*SOURCE TEXT*:
Reading on Medium Link
Dear Folks, Your 50 claps 👏👏 help the discussion reach more developers 👀 on Medium, and your comments 💬 make me to keep writing.
Discover the exact techniques I used to scale a Spring Boot application from handling 50K to 1M requests per second. I’ll share the surprising bottlenecks I uncovered, the reactive programming patterns that made the biggest difference, and the configuration tweaks that unlocked massive performance gains.
Last year, our team faced what seemed like an impossible challenge: our Spring Boot application needed to handle a 20x increase in traffic, from 50,000 requests per second to a staggering 1 million. With only three months to deliver and a limited hardware budget, I wasn’t sure if we could pull it off.
Spoiler alert: we did it. Our application now comfortably handles peak loads of 1.2 million requests per second with sub-100ms response times, running on roughly the same infrastructure cost as before.
In this guide, I’ll walk you through exactly how we accomplished this, sharing the real bottlenecks we found, the optimizations that made the biggest difference, and the surprising lessons we learned along the way.

*DATA*:

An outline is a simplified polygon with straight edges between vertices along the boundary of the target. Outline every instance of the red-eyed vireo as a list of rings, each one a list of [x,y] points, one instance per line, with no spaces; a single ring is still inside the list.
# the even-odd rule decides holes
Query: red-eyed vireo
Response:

*TASK GOAL*: Extend the article on scaling a Spring Boot application, beginning after its final sentence. The data plays no part in what is asked here.

*FINAL RESULT*:
Measuring the Starting Point ⏱️
Before making any changes, I established clear performance baselines. This step is non-negotiable; without knowing your starting point, you can’t measure progress or identify the biggest opportunities for improvement.
Here’s what our initial metrics looked like:
// Initial Performance Metrics
Maximum throughput: 50,000 requests/second
Average response time: 350ms
95th percentile response time: 850ms
CPU utilization during peak: 85-95%
Memory usage: 75% of available heap
Database connections: Often reaching max pool size (100)
Thread pool saturation: Frequent thread pool exhaustion
I used a combination of tools to gather these metrics:
- JMeter: For load testing and establishing basic throughput numbers
- Micrometer + Prometheus + Grafana: For real-time monitoring and visualization
- JProfiler: For deep-dive analysis of hotspots in the code
- Flame graphs: To identify CPU-intensive methods
With these baseline metrics in hand, I could prioritize optimizations and measure their impact.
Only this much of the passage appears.